_Exercise prompt:_
Answer these questions from the review of Jobim's concert at the Wiltern Theater below.
(a) How long did the concert last?
(b) Who produced the concert?
(c) Which song did Jobim play as his encore?

Advertisement

JAZZ REVIEWS : JOBIM AT WILTERN

Share

Monday evening at the Wiltern Theater, a large and appreciative audience was reminded of an important historical point. Overlapping and preceding an intrusion from the east in the form of the Beatles and a rock revolution, an invasion from the south brought us the gentlest, purest, least clamorous and most melodious music of that decade.

Antonio Carlos Jobim, who more than any other composer/artist was responsible for creating the definitive repertoire of the Brazilian new wave, was the central figure in this brief (80 minutes) and consistently delightful concert, produced with taste and obvious affection by Jack Lewis. This was the first of his “Jazzvisions” series, organized mainly for videotaping and for compact disc release.

Jobim’s presentation was masterful in its simplicity. All he needed was his self-written material, a small ensemble to play the arrangement, five female vocalists singing unison and occasional harmony and his guest, Gal Costa.

Advertisement

Jobim himself is neither a Frank Sinatra nor an Oscar Peterson; he sings and plays in the unpretentious manner called for by the songs. As he reminded us of one hit after another, with soothing swatches of color by flute, guitar, cello, bass and drums, one could only be astonished by the breadth and depth of his achievements.

Though he seemed to start at the top, with “One Note Samba,” “Desafinado” and “Agua de Beber,” it soon became clear that his fund of master works is all but endless, for he followed with “Chega de Saudade (No More Blues),” “Dindi,” “Wave,” “Triste” and several others.

Costa, evidently a big favorite with the local Brazilian community (her ovations were greater than Jobim’s), is a modestly capable singer; like the star, she sang mainly in Portuguese but also in English. Strangely, though she performed “Corcovado” twice (once as an encore), she never used the English version, though the alternate title “Quiet Nights” and Gene Lees’ lyrics are very much a part of the song’s reputation in this country.

This was very much a family affair. In the vocal quintet were Jobim’s wife and daughter; on guitar was his son Paulo, who sang one of his own compositions very pleasantly. Jobim Sr. saved some of his big guns for the end: “Waters of March,” with his own English lyrics, may just be the greatest wedding of original and inventive words and music assembled by a single composer in the last 25 years. As if that were not enough, he encored with “The Girl From Ipanema.”

At a time in our history when we are inundated with the sonic equivalent of mud wrestling, he makes music that comes across the footlights dancing.

_Dataset content:_

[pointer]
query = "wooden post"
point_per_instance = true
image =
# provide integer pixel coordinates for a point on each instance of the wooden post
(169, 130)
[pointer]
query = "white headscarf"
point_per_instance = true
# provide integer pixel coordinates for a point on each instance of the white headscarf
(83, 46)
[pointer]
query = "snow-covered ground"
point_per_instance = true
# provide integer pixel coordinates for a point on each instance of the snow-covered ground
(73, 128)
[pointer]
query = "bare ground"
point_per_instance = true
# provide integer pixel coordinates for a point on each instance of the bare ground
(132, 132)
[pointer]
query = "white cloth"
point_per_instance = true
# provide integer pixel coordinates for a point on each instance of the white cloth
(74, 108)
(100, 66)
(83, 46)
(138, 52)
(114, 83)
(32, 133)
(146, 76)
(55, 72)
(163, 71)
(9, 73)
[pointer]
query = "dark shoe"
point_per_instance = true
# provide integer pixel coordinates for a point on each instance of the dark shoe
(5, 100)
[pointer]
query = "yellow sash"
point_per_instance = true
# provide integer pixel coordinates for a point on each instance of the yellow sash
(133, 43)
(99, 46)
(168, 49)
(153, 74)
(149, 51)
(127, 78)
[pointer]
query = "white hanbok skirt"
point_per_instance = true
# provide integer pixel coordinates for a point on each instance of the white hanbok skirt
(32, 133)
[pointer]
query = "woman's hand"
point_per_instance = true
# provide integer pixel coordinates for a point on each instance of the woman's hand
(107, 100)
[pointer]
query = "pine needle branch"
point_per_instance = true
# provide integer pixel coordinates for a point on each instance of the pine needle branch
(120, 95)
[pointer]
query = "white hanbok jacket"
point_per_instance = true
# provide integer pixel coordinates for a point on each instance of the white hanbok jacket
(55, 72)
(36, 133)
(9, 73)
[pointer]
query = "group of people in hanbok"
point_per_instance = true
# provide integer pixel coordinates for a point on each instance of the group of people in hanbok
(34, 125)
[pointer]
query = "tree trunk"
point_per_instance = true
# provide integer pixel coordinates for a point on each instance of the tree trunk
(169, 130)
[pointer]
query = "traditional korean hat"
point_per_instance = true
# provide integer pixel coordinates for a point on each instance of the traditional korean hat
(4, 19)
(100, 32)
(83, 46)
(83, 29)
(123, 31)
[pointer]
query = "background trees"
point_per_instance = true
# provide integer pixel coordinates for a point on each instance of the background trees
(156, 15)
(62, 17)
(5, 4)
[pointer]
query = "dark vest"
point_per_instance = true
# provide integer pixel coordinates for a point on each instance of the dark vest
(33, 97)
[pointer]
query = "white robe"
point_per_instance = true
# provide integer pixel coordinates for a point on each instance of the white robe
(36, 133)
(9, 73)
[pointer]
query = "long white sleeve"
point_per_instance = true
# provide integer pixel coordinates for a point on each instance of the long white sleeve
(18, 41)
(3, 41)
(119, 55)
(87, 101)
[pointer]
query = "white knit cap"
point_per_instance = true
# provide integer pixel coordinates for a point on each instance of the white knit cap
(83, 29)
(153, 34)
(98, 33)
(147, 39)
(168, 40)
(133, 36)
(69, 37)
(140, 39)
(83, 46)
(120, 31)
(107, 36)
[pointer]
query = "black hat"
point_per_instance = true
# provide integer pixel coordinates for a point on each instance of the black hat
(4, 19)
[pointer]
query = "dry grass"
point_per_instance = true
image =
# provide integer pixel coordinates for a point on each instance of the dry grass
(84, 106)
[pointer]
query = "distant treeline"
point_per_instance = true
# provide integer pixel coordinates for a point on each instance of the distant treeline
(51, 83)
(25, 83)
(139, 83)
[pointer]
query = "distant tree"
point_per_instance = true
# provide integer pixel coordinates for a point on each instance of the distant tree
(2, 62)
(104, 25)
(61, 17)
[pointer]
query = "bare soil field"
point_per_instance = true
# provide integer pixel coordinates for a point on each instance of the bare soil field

_Final answer:_
(a) 80 minutes
(b) Jack Lewis
(c) "The Girl From Ipanema"